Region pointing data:
______

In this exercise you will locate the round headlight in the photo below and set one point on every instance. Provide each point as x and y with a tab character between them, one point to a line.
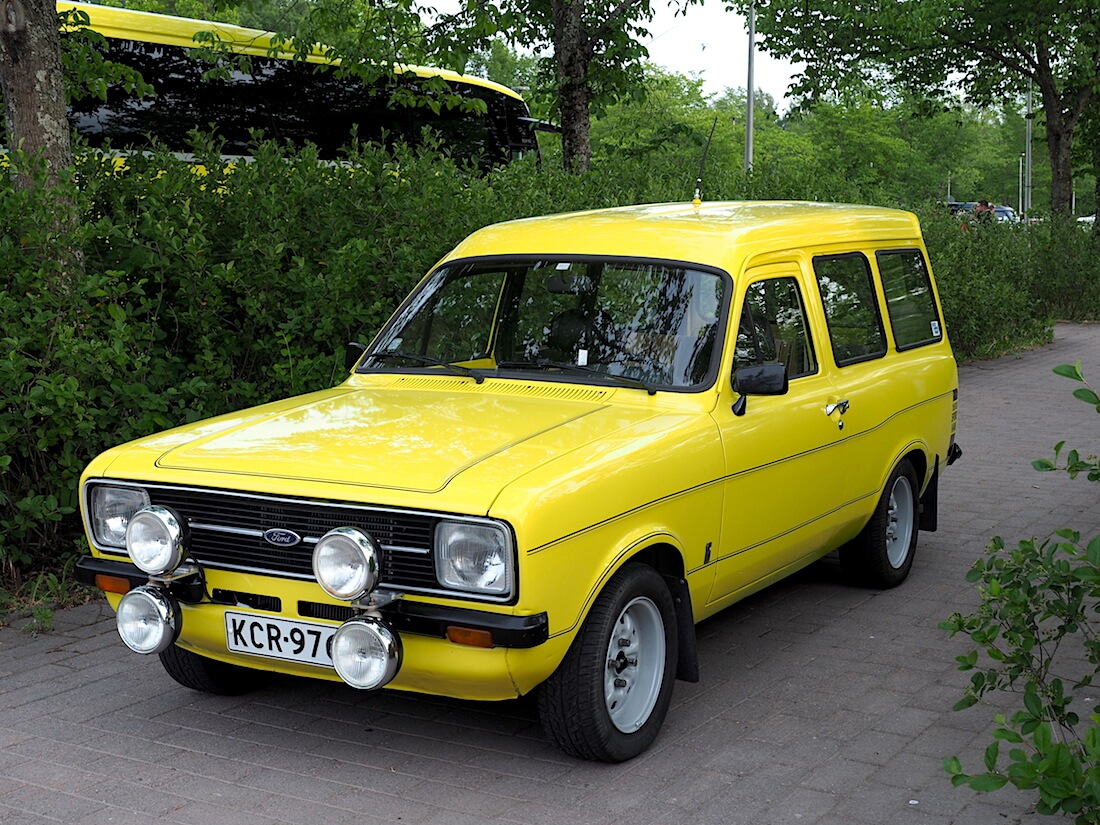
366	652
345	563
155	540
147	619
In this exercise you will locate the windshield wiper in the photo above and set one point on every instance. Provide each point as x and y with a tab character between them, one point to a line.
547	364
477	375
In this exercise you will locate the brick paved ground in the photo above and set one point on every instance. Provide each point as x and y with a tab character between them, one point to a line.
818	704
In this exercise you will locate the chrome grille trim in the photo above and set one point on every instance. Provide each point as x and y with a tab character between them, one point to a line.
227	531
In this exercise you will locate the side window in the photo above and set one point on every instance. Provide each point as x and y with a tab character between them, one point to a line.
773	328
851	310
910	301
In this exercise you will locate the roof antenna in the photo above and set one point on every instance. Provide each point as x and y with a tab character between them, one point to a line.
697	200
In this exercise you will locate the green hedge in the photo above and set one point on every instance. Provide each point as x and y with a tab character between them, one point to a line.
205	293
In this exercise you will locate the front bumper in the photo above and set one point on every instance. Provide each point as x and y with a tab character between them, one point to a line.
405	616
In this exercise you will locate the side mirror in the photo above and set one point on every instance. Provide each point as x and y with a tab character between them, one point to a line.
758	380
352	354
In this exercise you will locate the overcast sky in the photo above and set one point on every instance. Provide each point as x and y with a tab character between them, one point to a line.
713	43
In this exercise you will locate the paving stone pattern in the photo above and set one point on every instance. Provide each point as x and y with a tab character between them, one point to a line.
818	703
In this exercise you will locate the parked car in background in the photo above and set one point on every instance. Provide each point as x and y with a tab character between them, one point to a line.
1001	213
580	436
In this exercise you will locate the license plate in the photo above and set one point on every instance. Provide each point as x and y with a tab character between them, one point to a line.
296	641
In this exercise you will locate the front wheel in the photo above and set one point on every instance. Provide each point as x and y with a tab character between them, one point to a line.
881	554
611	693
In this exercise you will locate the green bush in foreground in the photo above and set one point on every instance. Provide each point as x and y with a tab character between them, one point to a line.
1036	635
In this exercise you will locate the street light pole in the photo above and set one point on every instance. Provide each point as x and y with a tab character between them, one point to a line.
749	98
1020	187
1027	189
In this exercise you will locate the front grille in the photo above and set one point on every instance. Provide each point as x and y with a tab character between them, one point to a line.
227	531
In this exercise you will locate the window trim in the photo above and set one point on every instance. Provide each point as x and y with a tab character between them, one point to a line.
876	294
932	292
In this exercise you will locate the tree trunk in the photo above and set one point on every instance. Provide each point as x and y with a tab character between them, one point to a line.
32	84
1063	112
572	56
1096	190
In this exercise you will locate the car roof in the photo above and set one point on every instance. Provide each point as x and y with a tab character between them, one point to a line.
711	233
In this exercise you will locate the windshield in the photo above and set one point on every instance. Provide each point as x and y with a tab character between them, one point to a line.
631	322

______

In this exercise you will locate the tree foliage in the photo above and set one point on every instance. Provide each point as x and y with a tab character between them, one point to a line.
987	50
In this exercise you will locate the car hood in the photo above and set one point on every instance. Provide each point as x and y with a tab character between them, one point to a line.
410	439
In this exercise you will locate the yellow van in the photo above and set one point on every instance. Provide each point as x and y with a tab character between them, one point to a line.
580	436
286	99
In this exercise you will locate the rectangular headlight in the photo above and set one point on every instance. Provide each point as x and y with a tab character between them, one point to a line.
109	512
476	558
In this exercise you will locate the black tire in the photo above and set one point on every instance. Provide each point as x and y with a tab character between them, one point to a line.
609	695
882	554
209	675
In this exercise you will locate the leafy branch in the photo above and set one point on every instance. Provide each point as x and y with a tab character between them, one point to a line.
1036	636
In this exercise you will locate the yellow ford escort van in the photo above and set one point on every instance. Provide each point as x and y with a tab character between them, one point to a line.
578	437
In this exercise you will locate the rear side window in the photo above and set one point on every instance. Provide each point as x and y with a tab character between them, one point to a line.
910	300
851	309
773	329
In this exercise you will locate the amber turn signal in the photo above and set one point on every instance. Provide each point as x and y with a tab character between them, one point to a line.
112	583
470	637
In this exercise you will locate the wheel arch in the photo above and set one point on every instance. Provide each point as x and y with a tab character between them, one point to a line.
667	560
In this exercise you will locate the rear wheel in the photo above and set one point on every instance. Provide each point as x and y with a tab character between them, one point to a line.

______

→ **TASK PROMPT**
Only those lines of the entries above that run from the line containing "In this exercise you will locate the yellow van" to the line containing "In this exercise you will locate the rear wheel", both included, should be transcribed exactly.

→ **OUTPUT OF THE TASK**
In this exercise you will locate the yellow van in the photo above and set one point on every instance. Provide each point as x and y with a tab character between them, one point to a line.
580	436
286	99
In this exercise you will locate the rectangular headlight in the photo above and set one point on every instance. Provide each point as x and y with a tab character between them, one point to a line.
109	512
476	558
In this exercise you will locate the black tire in the photo above and set one point on every instance. Provide each point as x and y with a tab character between them, one point to a line.
609	695
882	554
209	675
In this exercise you will locate the leafy branch in the photo above and set one point on every instance. Provide each point as x and y with a tab character between them, one point to a line.
1036	636
In this exercise you will locate the yellow ford escort van in the photo above and set one point on every instance. Provide each point as x and y with a tab character between them, one point to a line.
578	437
In this exercise you will locate the rear side window in the photo above and set one point on every instance. Provide each point as x and y with a tab character between them, one point to a line.
910	300
851	309
773	329
In this exercise you will locate the amber turn signal in the photo above and set one point on every instance. Provide each point as x and y with a tab character between them, one point to a line.
112	583
470	637
In this exercise you will locate the wheel arch in the photo above and set one point on every instance. Provide each point as x and y with a tab character between them, one point to a line.
667	560
In this exercise you will locate the rear wheel in the photo above and set one point on every instance. Provide each point as x and y with a tab character between them, one point to a line.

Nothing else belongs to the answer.